-- Source extract --

⁂

Cascadia

Cascadia: More than a dream

author: Miro Cernetig
e-mail: mcernetig@png.canwest.com

The notion that the continent's west forms a natural bloc has deep roots -- now powerful forces are joining to make it true

It's always been more a state of mind than a tangible place on a map. Yet the empire of Cascadia, what some dreamers have long believed the westernmost states and provinces of North America might one day be called if they ever banded together, may not be quite the fantasy it once seemed.
Cascadia will never involve the loopy idea of provinces or states splitting off from their countries, as some western separatists once hoped. There won't ever be a seat for Cascadians at the United Nations. Cascadia won't ever be on a map any time soon.
Where you will find Cascadia, though, is in the mindset of the millions of people who live on the continent's western edge. For them it's a concept, an increasingly real regional abstraction -- one backed by some rich and influential people, including Microsoft billionaire Bill Gates who has supported a think-tank that tries to breathe life into an idea that goes back from the time Europeans explored the continent's western wilderness.
Cascadia's guiding principle today isn't nationhood but what might be best called regionhood -- the sense that Alaska, the Yukon, B.C., Alberta and the states of Washington, Oregon, Montana and Idaho -- often share similar regional goals and ambitions. Cascadians may be in separate countries, states and provinces. They often have different national agendas. But, the thinking goes, in an age when centralized governments are often devolving their powers, they often share similar agendas. In Cascadia, these range from environmental issues, a heightened sense that their collective futures are tied to the Asia-Pacific and a desire for more autonomy from federal governments that are thousands of kilometres to the east, in Ottawa and Washington, D.C., and often out of touch with the big questions to the west.
In fact, when taken as a whole, Cascadia has evolved into a powerful economic entity with clout its members alone can never hope to wield.
If you add up the states' and provinces' individual GDPs and populations, Cascadia is a significant geographic area and market: It comprises a market of more than 20 million people and what would be the world's eighth-richest nation, with a GDP of about $848 billion US, according to the Pacific Northwest Economic Region, the entity that was formed in 1991 by the legislators of Cascadia's provinces and states. Those same leaders will be in Anchorage, Alaska, from July 22 to 26, to continue their work to foster regional cooperation and the idea of an economic bloc.
Some, however, even look at Cascadia as bigger than that. If you add California to the concept, as Premier Gordon Campbell was wont to do in a recent interview when he discussed Cascadia, you would get an entity that would include about 60 million people and a GDP of more than $2 trillion, about the size of China.
"I think there is a very strong, natural pull of the region called Cascadia," he said.
Campbell isn't suggesting that there could ever be a full integration of the region, one that could ever challenge the sovereignty of either Canada's or the United States' federal governments. That is the pipe dream of a small band of separatists who hijacked the name years ago. But on issues such as climate change, Campbell suggests, looking at the region as a whole makes good political and economic sense.

⁂

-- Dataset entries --

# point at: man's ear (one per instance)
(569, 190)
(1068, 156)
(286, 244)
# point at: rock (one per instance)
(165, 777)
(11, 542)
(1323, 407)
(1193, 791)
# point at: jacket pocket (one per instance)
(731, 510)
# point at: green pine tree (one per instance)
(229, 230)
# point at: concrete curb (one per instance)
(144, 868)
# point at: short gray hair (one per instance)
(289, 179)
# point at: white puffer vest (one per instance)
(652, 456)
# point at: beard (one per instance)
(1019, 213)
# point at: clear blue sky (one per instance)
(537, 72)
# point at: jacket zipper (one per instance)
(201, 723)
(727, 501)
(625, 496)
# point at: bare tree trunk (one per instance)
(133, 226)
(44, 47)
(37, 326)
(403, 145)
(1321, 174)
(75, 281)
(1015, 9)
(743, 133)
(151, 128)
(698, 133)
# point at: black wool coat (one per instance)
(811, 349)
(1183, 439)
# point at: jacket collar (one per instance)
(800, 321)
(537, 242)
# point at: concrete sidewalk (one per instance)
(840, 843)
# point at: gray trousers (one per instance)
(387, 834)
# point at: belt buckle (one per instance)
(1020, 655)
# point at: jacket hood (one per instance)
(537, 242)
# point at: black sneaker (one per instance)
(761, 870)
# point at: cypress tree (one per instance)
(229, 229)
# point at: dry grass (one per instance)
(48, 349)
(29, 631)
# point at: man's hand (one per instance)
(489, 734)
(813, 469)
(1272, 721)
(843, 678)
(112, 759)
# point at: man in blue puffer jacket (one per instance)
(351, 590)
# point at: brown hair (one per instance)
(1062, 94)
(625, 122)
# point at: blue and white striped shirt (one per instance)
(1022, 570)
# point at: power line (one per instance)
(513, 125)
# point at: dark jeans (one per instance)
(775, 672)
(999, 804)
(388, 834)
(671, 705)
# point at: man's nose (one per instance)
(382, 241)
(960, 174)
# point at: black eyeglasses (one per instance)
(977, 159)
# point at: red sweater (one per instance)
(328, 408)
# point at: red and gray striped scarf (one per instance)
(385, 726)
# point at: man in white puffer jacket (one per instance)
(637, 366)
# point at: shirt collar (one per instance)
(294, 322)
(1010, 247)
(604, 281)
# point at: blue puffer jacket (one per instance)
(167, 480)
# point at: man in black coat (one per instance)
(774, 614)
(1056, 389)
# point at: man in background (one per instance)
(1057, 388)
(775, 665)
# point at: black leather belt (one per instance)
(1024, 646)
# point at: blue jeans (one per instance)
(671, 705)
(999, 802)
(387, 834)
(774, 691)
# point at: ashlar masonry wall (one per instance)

⁂

-- The problem --
Can you return, word for word, the stretch of the Cascadia article from "If you add up" through "size of China."?

-- Solution for this task --
If you add up the states' and provinces' individual GDPs and populations, Cascadia is a significant geographic area and market: It comprises a market of more than 20 million people and what would be the world's eighth-richest nation, with a GDP of about $848 billion US, according to the Pacific Northwest Economic Region, the entity that was formed in 1991 by the legislators of Cascadia's provinces and states. Those same leaders will be in Anchorage, Alaska, from July 22 to 26, to continue their work to foster regional cooperation and the idea of an economic bloc.
Some, however, even look at Cascadia as bigger than that. If you add California to the concept, as Premier Gordon Campbell was wont to do in a recent interview when he discussed Cascadia, you would get an entity that would include about 60 million people and a GDP of more than $2 trillion, about the size of China.